Hyper-V 2016 Gen2 VM (UEFI) fails to complete network boot



  • Server
    • FOG Version: 1.4.0
    • OS: CentOS 7.3.1611
    Client
    • Service Version: n/a
    • OS: n/a
    Description

    I am unable to complete a network boot of a Hyper-V 2016 Generation 2 (UEFI) virtual machine. I have duplicated the problem with separate Hyper-V 2016 hosts and VMs.

    I have tried kernels
    4.11.0
    4.10.10
    4.10.9
    4.10.1
    4.9.11
    4.9.4
    4.9.1

    The text of what happens.

    PXE Network Boot using IPv4 ( ESC to cancel )
    Performing DHCP Negotiation...
     Station IP address is 10.12.40.120
     Server IP address is 10.12.40.14
     NBP filename is ipxe.efi
     NBP filesize is 994048 Bytes
     Downloading NBP file...
     Successfully downloaded NBP file.
    iPXE initialising devices...ok
    
    iPXE 1.0.0+ (a19ac) -- Open Source Network Boot Firmware -- http://ipxe.org
    Features: DNS FTP HTTP HTTPS ISCSI NFS TFTP SRP VLAN AoE EFI Menu
    

    … then it immediately restarts the VM to begin again at:

    PXE Network Boot using IPv4 ( ESC to cancel )

————————

Challenges:
(A) In the Hyper-V network boot post, which FOG version does the server run?
(B) List every kernel version that the Hyper-V network boot post says was tried.

Data lines:

————————

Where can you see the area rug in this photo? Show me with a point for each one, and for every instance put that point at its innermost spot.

————————

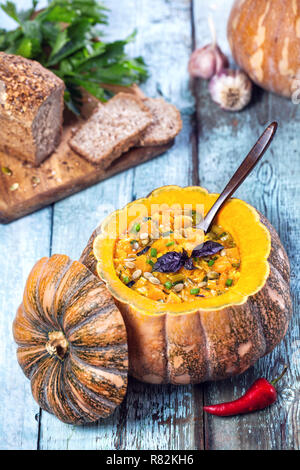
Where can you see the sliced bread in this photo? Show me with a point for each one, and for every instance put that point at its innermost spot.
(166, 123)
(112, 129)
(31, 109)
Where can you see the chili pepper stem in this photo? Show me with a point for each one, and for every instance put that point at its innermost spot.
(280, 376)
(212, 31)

————————

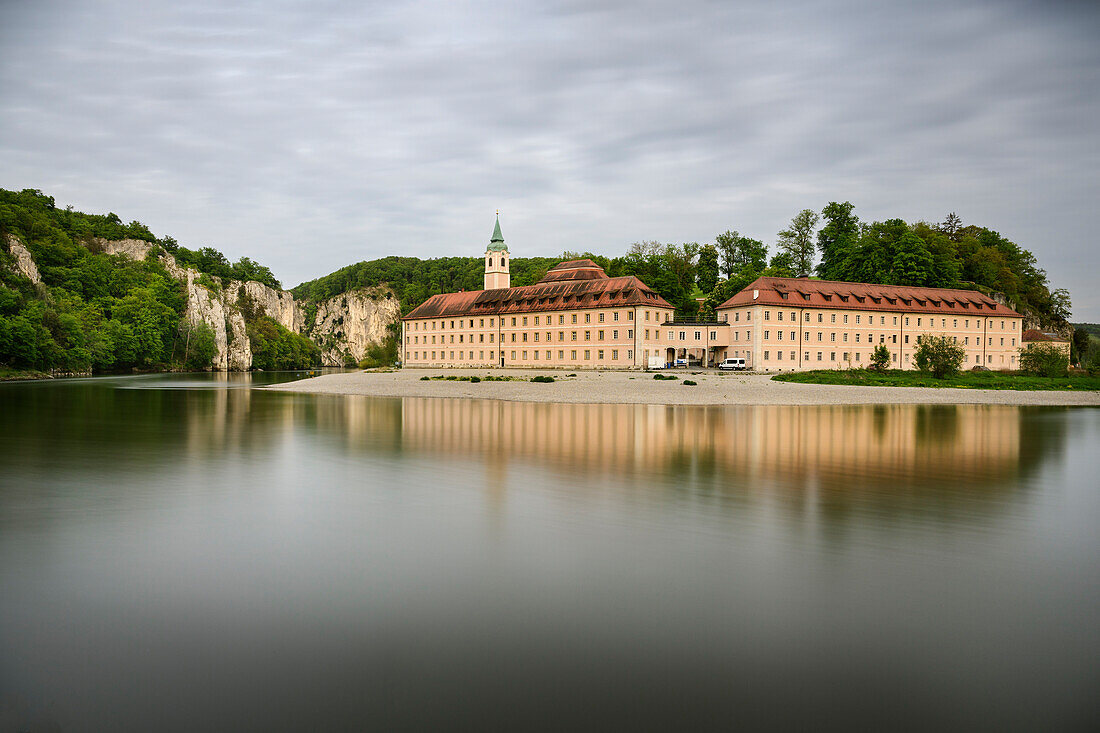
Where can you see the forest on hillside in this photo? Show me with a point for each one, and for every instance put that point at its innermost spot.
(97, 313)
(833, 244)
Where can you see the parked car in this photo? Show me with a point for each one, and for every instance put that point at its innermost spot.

————————

Answers provided:
(A) FOG 1.4.0

(B) 4.11.0, 4.10.10, 4.10.9, 4.10.1, 4.9.11, 4.9.4, 4.9.1